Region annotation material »
════════════════

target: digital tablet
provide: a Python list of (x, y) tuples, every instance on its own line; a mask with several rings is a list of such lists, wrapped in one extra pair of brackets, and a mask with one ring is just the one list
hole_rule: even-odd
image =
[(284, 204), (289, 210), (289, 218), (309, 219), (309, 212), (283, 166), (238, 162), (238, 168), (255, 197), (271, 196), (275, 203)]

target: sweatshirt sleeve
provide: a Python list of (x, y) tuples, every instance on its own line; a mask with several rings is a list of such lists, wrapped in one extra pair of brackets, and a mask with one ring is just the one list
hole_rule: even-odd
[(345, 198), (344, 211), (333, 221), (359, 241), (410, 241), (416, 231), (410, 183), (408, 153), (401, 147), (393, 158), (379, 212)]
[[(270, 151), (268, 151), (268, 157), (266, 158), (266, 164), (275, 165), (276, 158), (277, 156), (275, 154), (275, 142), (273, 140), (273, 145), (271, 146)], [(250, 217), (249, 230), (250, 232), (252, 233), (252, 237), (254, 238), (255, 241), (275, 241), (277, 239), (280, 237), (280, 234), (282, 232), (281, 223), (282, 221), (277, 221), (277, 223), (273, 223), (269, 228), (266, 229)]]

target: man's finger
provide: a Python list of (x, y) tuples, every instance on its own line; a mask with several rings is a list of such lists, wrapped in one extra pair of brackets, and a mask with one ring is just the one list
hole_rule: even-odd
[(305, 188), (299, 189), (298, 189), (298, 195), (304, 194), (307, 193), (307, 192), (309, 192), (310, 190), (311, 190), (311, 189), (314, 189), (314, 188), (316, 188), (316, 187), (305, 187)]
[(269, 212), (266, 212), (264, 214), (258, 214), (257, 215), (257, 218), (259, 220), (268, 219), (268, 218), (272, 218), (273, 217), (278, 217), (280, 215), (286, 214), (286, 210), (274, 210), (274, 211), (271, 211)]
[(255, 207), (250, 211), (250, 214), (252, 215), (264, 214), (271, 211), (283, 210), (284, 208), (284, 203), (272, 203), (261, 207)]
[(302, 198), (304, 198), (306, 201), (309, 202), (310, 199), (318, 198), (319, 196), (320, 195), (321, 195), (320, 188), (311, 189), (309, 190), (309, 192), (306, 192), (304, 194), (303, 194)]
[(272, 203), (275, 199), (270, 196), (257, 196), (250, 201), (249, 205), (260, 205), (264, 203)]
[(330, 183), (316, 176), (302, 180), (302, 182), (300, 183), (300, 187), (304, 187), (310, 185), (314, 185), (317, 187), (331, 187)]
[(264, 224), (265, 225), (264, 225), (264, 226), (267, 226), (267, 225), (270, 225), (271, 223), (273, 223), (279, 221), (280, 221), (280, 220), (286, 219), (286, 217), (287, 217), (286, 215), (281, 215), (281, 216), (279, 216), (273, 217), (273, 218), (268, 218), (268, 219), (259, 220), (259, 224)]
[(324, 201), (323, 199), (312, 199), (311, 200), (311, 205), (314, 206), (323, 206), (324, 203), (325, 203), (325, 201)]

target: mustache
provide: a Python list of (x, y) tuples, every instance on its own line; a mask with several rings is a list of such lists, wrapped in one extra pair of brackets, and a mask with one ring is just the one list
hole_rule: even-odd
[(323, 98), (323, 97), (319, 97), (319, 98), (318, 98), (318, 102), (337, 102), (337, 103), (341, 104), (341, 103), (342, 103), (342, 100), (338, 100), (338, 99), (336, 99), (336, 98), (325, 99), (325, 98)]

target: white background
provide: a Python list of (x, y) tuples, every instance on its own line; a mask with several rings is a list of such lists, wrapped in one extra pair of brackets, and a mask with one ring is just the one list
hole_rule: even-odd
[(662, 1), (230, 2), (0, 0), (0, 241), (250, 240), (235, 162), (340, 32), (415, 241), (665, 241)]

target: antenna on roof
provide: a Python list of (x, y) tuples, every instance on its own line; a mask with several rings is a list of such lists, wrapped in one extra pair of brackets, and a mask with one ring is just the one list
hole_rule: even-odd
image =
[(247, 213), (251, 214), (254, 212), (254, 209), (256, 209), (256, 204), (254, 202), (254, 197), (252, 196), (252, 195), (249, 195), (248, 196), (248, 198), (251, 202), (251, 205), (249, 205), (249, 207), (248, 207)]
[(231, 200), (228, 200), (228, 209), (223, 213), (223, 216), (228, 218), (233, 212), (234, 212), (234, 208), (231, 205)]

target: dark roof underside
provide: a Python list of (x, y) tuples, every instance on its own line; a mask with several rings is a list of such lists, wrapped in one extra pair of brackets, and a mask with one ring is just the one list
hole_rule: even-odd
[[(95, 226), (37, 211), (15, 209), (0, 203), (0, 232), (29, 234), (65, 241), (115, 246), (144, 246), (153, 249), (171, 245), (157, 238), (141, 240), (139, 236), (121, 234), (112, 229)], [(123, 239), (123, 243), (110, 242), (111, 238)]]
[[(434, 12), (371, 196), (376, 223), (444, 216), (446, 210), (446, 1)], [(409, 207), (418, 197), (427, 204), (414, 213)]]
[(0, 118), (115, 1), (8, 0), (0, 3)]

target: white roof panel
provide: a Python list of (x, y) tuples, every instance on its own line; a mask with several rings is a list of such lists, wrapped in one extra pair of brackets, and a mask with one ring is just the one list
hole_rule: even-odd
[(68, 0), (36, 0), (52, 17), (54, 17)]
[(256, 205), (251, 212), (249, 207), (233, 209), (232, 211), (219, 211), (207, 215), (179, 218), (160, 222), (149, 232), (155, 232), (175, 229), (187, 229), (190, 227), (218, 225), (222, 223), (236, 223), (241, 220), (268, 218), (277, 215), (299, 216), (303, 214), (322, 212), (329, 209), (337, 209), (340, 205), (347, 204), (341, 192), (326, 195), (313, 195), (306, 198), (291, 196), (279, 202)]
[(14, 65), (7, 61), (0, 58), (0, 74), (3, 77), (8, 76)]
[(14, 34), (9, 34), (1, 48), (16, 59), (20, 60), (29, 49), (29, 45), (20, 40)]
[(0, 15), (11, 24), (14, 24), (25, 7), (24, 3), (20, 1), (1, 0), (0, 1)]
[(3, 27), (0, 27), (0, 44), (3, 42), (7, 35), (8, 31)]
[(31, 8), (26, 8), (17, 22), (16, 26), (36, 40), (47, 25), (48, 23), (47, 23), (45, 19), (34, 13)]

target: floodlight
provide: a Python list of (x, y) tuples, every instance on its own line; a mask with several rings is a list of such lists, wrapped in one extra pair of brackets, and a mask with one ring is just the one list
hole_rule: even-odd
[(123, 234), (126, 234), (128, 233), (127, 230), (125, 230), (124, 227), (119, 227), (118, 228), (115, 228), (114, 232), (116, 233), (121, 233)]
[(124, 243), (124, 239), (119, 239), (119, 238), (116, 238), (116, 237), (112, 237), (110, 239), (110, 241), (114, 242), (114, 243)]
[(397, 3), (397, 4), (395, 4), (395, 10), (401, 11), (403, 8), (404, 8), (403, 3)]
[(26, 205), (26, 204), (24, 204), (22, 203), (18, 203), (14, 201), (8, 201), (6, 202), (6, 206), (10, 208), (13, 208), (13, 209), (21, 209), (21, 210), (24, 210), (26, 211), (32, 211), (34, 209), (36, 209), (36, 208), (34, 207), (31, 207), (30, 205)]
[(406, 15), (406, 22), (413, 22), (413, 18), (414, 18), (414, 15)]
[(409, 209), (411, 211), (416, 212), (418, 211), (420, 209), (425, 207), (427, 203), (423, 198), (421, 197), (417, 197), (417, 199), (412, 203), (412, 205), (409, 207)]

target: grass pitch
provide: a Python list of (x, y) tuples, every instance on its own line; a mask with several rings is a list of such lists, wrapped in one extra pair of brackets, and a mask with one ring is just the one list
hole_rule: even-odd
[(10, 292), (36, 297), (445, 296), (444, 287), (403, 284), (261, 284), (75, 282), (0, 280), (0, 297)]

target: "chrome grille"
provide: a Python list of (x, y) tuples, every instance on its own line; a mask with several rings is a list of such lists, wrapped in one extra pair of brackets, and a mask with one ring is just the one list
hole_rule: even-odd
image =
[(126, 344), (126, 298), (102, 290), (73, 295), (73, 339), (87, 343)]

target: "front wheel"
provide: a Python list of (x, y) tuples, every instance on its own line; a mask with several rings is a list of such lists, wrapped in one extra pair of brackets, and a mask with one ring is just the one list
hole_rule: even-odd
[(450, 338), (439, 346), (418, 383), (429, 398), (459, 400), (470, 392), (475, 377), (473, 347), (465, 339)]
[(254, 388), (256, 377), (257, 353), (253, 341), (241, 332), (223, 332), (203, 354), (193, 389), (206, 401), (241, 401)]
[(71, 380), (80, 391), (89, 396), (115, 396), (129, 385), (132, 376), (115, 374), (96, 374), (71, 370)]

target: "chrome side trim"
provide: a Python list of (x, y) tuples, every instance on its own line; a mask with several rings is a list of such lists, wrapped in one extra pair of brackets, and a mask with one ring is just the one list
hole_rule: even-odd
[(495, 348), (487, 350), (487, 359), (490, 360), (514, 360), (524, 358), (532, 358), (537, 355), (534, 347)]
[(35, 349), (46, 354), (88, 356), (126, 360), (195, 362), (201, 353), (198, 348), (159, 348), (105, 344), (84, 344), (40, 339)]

════════════════

What is needed »
Format the material as a Markdown table with the columns Row and Line, starting at the line that contains "target: sweatshirt sleeve" and ending at the line that contains "228), (266, 229)]]". Number each line in the Row column, and leave out any blank lines.

Result of this task »
| Row | Line |
|---|---|
| 1 | target: sweatshirt sleeve |
| 2 | provide: a Python list of (x, y) tuples, every instance on its own line; a mask with several rings is a list of such lists, wrapped in one extra pair of brackets, and a mask with one ring is just the one list |
| 3 | hole_rule: even-odd |
| 4 | [(345, 198), (344, 211), (333, 221), (359, 241), (410, 241), (416, 231), (410, 183), (408, 153), (401, 147), (393, 158), (379, 212)] |
| 5 | [[(270, 151), (268, 151), (268, 157), (266, 158), (266, 164), (275, 165), (276, 158), (277, 156), (275, 154), (275, 142), (273, 140), (273, 145), (271, 146)], [(250, 217), (249, 230), (250, 232), (252, 233), (252, 237), (254, 238), (255, 241), (275, 241), (277, 239), (280, 237), (280, 234), (282, 232), (281, 223), (282, 221), (277, 221), (277, 223), (273, 223), (269, 228), (266, 229)]] |